■ **Cosa fare**
1. Le seguenti affermazioni concordano con il brano su Federico Mastrogiovanni? (a) Mastrogiovanni vive in Messico da oltre dieci anni. (b) "Aquí acaba la patria" è uscito in italiano nel 2015 per DeriveApprodi. (c) "Ni vivos ni muertos" racconta la sparizione forzata come strategia del terrore. Per ciascuna rispondi sì o no e cita testualmente le parole decisive del brano.
2. Riporta senza modifiche la parte del brano su Federico Mastrogiovanni che comincia con "Diritti / Intervista" e finisce con "de cultura económica.".

Diritti / Intervista
Federico Mastrogiovanni. I migranti e l’idea di patria
Nel suo ultimo libro, “Aquí acaba la patria”, il giornalista italiano che vive in Messico riflette su come i media raccontano i fenomeni migratori, denunciando contraddizioni e ipocrisie
Federico Mastrogiovanni è un giornalista, scrittore e traduttore italiano, che da oltre dieci anni vive e lavora in Messico. Dopo aver pubblicato nel 2014 un libro che racconta la sparizione forzata nel Paese come strategia del terrore (“Ni vivos ni muertos”, uscito in Italia con lo stesso titolo nel 2015 per DeriveApprodi), ha dedicato anni di lavoro e riflessione al lavoro successivo: “Aquí acaba la patria”, uscito a fine 2021 in spagnolo per l’editore Fondo de cultura económica.

■ **Materiale fornito**

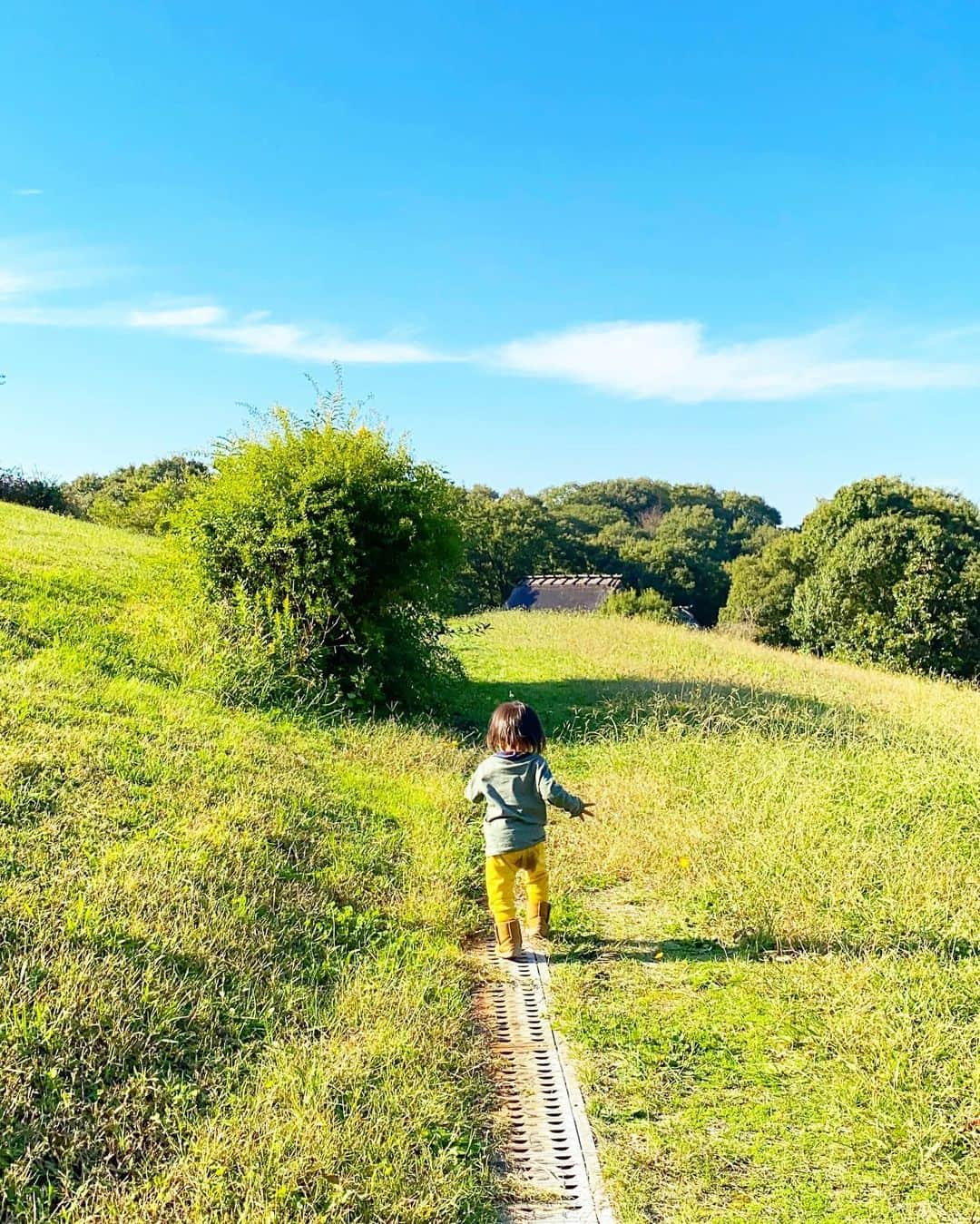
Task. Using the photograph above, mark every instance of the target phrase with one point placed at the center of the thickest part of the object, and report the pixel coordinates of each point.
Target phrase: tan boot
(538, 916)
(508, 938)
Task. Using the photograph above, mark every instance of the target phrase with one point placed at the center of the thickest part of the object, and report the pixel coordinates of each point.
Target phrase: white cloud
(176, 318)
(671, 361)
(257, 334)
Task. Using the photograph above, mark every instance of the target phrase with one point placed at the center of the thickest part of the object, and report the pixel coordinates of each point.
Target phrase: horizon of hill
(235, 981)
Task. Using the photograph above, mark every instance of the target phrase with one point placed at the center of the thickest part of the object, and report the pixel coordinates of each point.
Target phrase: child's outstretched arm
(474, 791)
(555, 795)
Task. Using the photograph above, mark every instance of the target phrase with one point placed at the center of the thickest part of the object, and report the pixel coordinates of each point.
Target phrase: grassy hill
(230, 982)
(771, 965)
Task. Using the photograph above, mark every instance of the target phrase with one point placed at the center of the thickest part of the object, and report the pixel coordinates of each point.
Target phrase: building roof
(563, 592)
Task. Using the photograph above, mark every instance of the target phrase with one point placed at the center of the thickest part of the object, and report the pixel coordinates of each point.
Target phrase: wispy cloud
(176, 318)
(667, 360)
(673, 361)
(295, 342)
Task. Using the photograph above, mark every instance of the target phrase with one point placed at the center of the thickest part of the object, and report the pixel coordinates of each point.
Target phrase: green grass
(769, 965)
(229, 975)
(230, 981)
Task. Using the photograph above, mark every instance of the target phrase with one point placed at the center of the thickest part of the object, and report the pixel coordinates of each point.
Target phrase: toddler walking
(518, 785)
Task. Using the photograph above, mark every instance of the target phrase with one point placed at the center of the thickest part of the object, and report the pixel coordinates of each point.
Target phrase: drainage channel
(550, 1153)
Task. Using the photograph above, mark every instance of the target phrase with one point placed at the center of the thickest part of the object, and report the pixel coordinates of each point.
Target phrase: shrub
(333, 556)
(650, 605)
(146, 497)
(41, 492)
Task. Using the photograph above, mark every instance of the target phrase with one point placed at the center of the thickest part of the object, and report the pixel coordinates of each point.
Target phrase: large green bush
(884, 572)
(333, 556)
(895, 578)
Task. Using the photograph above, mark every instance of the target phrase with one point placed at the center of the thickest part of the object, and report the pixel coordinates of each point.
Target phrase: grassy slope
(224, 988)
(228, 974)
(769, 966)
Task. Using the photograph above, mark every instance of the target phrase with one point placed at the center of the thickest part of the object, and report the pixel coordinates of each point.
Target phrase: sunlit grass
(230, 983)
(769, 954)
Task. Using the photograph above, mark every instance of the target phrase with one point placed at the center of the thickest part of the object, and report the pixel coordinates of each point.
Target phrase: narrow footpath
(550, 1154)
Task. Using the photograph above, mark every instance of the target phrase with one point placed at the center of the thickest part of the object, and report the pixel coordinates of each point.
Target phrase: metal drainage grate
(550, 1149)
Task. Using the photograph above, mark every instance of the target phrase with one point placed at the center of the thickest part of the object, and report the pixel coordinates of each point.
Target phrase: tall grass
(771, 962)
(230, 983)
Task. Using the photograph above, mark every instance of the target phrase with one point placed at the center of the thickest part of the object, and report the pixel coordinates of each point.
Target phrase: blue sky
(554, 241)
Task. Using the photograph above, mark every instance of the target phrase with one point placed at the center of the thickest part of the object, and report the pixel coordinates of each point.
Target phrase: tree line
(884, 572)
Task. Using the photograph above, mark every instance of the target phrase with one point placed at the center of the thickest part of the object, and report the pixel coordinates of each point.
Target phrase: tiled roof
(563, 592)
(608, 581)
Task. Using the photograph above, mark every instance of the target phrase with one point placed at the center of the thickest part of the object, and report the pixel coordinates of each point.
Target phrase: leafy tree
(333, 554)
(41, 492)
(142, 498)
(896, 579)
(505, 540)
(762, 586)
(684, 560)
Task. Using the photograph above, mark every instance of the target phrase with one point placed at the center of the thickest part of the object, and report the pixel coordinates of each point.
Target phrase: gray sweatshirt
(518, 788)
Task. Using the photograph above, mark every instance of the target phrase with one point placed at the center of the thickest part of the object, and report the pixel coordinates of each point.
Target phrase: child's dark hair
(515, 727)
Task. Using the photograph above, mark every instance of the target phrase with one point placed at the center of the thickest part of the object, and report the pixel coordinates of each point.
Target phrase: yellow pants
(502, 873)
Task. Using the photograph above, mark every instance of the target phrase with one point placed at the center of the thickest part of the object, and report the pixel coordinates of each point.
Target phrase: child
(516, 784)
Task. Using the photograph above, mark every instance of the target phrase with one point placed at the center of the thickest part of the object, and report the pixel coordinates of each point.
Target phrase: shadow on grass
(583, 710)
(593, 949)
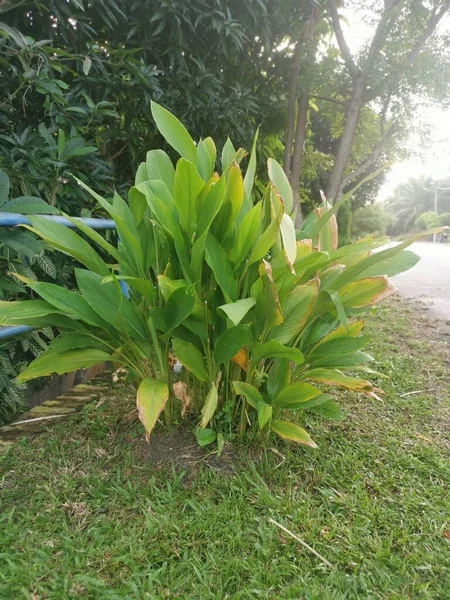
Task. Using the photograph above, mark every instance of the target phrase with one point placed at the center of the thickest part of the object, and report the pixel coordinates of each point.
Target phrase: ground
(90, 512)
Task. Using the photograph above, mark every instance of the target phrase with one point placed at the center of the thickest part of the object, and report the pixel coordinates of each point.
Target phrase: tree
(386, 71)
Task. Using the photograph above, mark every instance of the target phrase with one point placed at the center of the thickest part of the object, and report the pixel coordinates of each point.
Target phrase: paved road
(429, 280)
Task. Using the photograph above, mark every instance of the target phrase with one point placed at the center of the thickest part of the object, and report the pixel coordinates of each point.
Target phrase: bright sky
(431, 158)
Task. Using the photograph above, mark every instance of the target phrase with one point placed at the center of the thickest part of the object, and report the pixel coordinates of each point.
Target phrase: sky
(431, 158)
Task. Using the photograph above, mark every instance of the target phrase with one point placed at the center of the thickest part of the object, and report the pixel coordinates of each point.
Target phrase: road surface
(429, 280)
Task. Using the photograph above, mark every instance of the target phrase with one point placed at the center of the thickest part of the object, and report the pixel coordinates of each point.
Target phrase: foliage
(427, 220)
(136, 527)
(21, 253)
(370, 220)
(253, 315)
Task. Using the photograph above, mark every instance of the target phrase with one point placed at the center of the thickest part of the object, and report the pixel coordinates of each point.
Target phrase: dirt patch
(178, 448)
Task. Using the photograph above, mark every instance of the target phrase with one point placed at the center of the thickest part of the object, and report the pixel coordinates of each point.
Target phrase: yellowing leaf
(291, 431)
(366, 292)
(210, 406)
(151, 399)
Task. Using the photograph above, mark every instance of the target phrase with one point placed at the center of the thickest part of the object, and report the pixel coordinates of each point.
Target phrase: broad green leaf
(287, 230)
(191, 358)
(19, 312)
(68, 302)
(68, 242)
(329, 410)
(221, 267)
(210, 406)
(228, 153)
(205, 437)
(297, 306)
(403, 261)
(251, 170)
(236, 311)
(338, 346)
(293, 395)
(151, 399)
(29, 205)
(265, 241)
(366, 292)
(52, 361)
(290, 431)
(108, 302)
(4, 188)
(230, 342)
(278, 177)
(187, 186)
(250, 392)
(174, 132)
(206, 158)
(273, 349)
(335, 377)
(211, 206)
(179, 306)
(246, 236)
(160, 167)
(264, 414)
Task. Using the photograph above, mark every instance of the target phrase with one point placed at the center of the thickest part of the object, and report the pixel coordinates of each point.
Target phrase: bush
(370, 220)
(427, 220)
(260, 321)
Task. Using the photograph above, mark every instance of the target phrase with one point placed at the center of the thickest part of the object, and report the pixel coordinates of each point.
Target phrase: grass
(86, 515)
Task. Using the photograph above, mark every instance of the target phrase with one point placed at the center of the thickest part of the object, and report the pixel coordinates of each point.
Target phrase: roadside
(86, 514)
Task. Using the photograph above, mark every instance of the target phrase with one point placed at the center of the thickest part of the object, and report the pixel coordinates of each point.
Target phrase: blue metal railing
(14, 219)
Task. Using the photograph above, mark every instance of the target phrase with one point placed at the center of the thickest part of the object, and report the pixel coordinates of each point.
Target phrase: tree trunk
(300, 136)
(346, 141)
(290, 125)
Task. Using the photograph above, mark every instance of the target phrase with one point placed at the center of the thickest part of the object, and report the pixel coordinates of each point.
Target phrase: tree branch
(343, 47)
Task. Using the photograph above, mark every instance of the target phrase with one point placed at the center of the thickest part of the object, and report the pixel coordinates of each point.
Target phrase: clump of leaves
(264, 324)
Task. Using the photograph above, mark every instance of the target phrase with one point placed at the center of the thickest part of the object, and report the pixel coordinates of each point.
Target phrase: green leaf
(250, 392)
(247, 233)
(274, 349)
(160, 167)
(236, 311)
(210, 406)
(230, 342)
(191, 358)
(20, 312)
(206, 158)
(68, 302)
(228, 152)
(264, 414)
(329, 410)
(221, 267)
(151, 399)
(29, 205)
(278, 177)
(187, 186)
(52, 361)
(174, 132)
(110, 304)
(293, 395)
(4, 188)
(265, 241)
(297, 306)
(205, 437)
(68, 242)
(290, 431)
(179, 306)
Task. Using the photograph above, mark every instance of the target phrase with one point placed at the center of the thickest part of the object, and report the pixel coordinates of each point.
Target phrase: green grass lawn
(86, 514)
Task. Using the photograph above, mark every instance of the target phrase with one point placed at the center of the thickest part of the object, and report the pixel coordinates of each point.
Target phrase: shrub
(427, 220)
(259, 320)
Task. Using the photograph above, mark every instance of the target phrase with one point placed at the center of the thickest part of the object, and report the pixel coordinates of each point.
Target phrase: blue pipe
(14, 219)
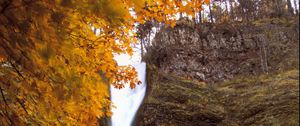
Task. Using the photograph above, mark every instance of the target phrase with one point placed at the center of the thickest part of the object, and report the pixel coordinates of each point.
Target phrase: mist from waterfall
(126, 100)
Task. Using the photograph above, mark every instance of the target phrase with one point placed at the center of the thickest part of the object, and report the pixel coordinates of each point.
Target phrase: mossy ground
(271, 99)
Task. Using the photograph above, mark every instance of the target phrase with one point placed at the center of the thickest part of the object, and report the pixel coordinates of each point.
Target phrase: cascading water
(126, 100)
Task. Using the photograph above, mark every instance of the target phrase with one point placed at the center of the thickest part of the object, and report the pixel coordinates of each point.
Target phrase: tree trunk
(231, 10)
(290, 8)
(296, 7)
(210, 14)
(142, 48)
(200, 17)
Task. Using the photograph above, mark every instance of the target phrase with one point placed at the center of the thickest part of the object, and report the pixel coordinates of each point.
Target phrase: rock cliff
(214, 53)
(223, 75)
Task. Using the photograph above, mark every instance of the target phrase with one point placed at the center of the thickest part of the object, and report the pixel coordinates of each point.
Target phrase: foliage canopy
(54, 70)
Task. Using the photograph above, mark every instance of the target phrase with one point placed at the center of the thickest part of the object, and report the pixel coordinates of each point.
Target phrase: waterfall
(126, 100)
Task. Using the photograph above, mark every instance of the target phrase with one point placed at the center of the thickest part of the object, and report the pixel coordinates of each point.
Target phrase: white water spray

■ **Soluzioni**
1.
(a) Sì: "da oltre dieci anni vive e lavora in Messico"
(b) No: "uscito a fine 2021 in spagnolo per l’editore Fondo de cultura económica"
(c) Sì: "un libro che racconta la sparizione forzata nel Paese come strategia del terrore"

2.
Diritti / Intervista
Federico Mastrogiovanni. I migranti e l’idea di patria
Nel suo ultimo libro, “Aquí acaba la patria”, il giornalista italiano che vive in Messico riflette su come i media raccontano i fenomeni migratori, denunciando contraddizioni e ipocrisie
Federico Mastrogiovanni è un giornalista, scrittore e traduttore italiano, che da oltre dieci anni vive e lavora in Messico. Dopo aver pubblicato nel 2014 un libro che racconta la sparizione forzata nel Paese come strategia del terrore (“Ni vivos ni muertos”, uscito in Italia con lo stesso titolo nel 2015 per DeriveApprodi), ha dedicato anni di lavoro e riflessione al lavoro successivo: “Aquí acaba la patria”, uscito a fine 2021 in spagnolo per l’editore Fondo de cultura económica.